■ STATED GOAL
Please return all of the lines below word for word, with nothing added, dropped, or changed.

■ DATASET EXTRACT
:::::

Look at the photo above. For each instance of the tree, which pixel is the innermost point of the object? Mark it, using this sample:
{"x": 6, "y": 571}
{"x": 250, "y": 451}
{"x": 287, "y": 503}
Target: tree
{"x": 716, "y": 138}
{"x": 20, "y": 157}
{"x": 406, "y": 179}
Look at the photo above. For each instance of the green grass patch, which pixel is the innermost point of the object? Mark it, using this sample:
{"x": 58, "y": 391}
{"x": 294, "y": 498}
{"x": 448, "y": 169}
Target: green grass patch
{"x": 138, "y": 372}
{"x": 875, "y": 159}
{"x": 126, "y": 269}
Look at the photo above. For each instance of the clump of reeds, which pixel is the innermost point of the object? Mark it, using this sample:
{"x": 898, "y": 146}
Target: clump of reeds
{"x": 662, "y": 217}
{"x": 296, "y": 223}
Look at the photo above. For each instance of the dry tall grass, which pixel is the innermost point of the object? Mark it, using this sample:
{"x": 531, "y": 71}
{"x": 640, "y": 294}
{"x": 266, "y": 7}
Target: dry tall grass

:::::

■ EXERCISE RESULT
Look at the photo above. For each instance of the tree, which pixel is the innermost point of the object? Mark it, using this sample:
{"x": 6, "y": 571}
{"x": 250, "y": 451}
{"x": 287, "y": 503}
Target: tree
{"x": 716, "y": 138}
{"x": 20, "y": 157}
{"x": 406, "y": 179}
Look at the photo above. For each instance of the green grass patch, which pixel is the innermost point of the object? Mark it, using this sample:
{"x": 58, "y": 391}
{"x": 294, "y": 498}
{"x": 448, "y": 169}
Target: green grass patch
{"x": 138, "y": 372}
{"x": 875, "y": 159}
{"x": 126, "y": 269}
Look at the photo above. For each instance of the clump of reeds, which pixel is the innermost point of the object? Mark it, using this sample:
{"x": 898, "y": 146}
Target: clump of reeds
{"x": 662, "y": 217}
{"x": 296, "y": 223}
Look at the photo above. For each instance of the dry tall grass, which pixel is the innermost point of the object? Mark it, using this sample:
{"x": 531, "y": 71}
{"x": 640, "y": 294}
{"x": 266, "y": 7}
Target: dry tall grass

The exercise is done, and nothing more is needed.